Stated task — Give every line of the material below as a JSON list of strings, one string per line, with blank lines left out. Cover only the lines from the one containing "like [(107, 85)]." through the end of the material, and leave the pictures out.

— start Dataset entries —

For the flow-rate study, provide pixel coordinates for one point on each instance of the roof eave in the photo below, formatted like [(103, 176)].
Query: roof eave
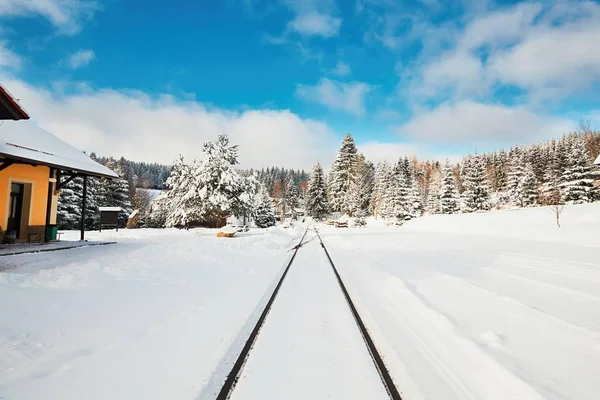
[(62, 167), (13, 106)]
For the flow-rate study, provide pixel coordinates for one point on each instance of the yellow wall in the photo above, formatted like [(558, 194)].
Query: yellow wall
[(38, 177)]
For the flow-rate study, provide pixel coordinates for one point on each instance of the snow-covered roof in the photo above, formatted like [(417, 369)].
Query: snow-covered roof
[(25, 141), (152, 193), (10, 107), (110, 209)]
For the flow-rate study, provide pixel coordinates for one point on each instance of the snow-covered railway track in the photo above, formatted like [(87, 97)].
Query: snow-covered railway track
[(234, 374), (382, 369)]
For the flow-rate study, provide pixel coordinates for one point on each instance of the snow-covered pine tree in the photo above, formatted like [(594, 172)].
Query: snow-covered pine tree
[(433, 192), (291, 194), (379, 188), (389, 195), (264, 216), (578, 186), (516, 175), (400, 193), (316, 193), (116, 192), (366, 175), (94, 199), (476, 194), (448, 194), (69, 205), (527, 190), (343, 172)]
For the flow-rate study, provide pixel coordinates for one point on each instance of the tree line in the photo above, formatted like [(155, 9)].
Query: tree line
[(558, 171), (554, 172)]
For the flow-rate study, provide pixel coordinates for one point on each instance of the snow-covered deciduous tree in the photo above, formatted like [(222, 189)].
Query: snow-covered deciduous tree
[(449, 203), (343, 173), (316, 193), (264, 216), (183, 200), (207, 191), (577, 182), (476, 194)]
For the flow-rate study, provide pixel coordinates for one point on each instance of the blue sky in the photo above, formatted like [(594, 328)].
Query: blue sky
[(288, 78)]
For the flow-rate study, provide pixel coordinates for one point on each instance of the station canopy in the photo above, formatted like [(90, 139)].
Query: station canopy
[(26, 143)]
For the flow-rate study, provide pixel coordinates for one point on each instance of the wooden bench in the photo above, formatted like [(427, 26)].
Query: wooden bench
[(36, 233)]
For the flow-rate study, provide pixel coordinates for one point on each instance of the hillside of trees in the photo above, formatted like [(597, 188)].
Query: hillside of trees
[(551, 173), (558, 171)]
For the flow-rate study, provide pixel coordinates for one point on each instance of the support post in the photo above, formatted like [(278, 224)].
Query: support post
[(83, 204), (49, 203)]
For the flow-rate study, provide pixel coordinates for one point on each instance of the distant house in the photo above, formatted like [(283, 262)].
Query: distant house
[(35, 165), (296, 211)]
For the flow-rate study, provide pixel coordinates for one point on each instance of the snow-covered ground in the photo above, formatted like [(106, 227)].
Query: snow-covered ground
[(152, 317), (500, 305)]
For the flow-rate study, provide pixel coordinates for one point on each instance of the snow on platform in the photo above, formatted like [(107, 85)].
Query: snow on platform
[(310, 346), (152, 317), (490, 306)]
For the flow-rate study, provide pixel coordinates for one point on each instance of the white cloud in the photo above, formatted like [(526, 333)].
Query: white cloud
[(316, 24), (556, 61), (457, 73), (313, 17), (341, 69), (63, 14), (80, 58), (347, 97), (543, 48), (475, 123), (7, 57), (140, 127)]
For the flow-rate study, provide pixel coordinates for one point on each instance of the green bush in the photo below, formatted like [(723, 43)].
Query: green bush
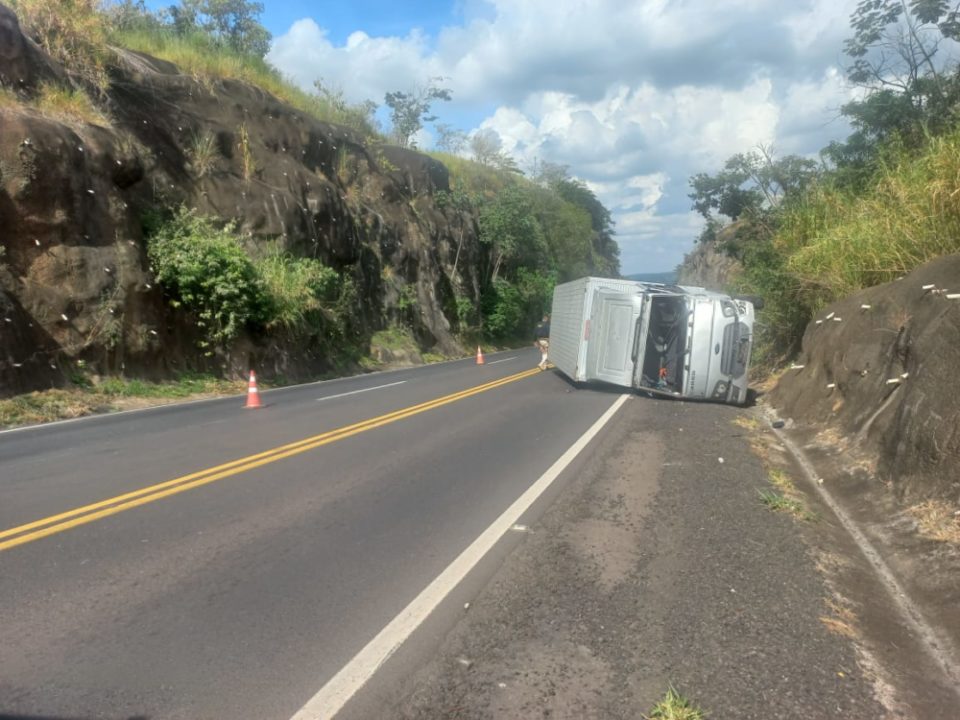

— end Dataset entries —

Result for this exercise —
[
  "For the flow-rate study, provide pixel coordinates for one point on each instance of the snow on platform in the photo above, formatted like [(107, 85)].",
  "Query: snow on platform",
  "[(310, 346), (152, 317), (490, 306)]",
  "For the flow-rate study, provide pixel coordinates for one point on each instance of the white cloud in the photo above, formatted like [(526, 333)].",
  "Query: white cloud",
  "[(316, 24), (556, 61), (457, 73), (313, 17), (341, 69), (63, 14), (80, 58), (347, 97), (543, 48), (475, 123), (7, 57), (140, 127)]",
  "For the flow-rate study, provide pixel coordinates for one point on each instance of the green bush in the photo below, formatted like [(723, 43)].",
  "Query: green bush"
]